Требования к заданию:
1. Ответьте по тексту о «Лоэнгрине», каждый ответ с новой строки:
(а) Кого текст называет великим культурологом?
(б) На чём приплывает Лоэнгрин?
(в) В каком театре поставлены оперы Вагнера?
2. Почему в тексте о «Лоэнгрине» оперы Вагнера названы «каналами телепортации»? Ответьте в одном–трёх предложениях.
3. Подхватите текст о «Лоэнгрине» сразу после его последнего предложения и продолжите его.

Исходный текст:
Лоэнгрин — сын вождя катаров или внук Божий?

Vagner_Loengrin

Искусство привлекает людей, наверное, ещё и тем, что позволяет им побывать в другой реальности. Оперы Рихарда Вагнера, поставленные в Мариинском театре, — это настоящие «каналы телепортации». Приходя на них, человек перемещается в Миф. Именно так — с большой буквы.

Необычный рыцарь

«Миф излагает сакральную историю, повествует о событии, произошедшем в достопамятные времена “начала всех начал”. Персонажи мифа — существа сверхъестественные. Миф раскрывает их творческое начало и обнаруживает сакральность их деятельности. В целом миф описывает различные, иногда драматические, мощные вторжения священного в этот мир», — объясняет великий культуролог Мирча Элиада.

Ради спасения дочери герцога Брабанта Эльзы Лоэнгрин приплывает на ладье, ведомой белым лебедем, а не прискакивает на белом коне, как это делают другие рыцари. И это не нюанс

Вагнер вложил в «Лоэнгрина» мощные смыслы, наполнил его множеством аллюзий. А артисты Мариинского театра исполняют это творение так, что они, эти смыслы и аллюзии, буквально заполняют театральное пространство.

Данные:

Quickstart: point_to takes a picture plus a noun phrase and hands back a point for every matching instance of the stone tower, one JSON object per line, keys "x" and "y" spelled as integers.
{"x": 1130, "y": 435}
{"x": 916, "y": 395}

Ответы:
1.
(а) Мирчу Элиаде.
(б) На ладье, которую ведёт белый лебедь.
(в) В Мариинском театре.

2. Придя на эти оперы, человек перемещается в Миф, причём в Миф с большой буквы. Поэтому постановки Мариинского театра и названы «каналами телепортации».

3.
«Лоэнгрин» не из ряда романтических произведений о любви, которые переносят нас во времена рыцарского Средневековья. Ради спасения дочери герцога Брабанта Эльзы Лоэнгрин приплывает на ладье, ведомой белым лебедем, а не прискакивает на белом коне, как это делают другие рыцари. И это не нюанс, а указание на то, что Лоэнгрин — не обычный рыцарь. Он посланец… Кого?

Как и все персонажи спектакля, те, кто наблюдает за развитием сюжета, не зная легенды, переработанной Вагнером в либретто оперы, до самого последнего момента остаются в неведении, кто появился на ладье, ведомой белым лебедем. Им остаётся только догадываться, а точнее — верить в то, что это — посланник сил добра, а то и самого Господа Бога, исходя лишь из того, что силы зла, как правило, являются иначе.

Верим мы и в невиновность Эльзы, дочери герцога Брабантского. Наверняка мы знаем лишь одно: Эльза ушла гулять в лес вместе с юным братом Готфридом, а вернулась одна. Готфрид исчез.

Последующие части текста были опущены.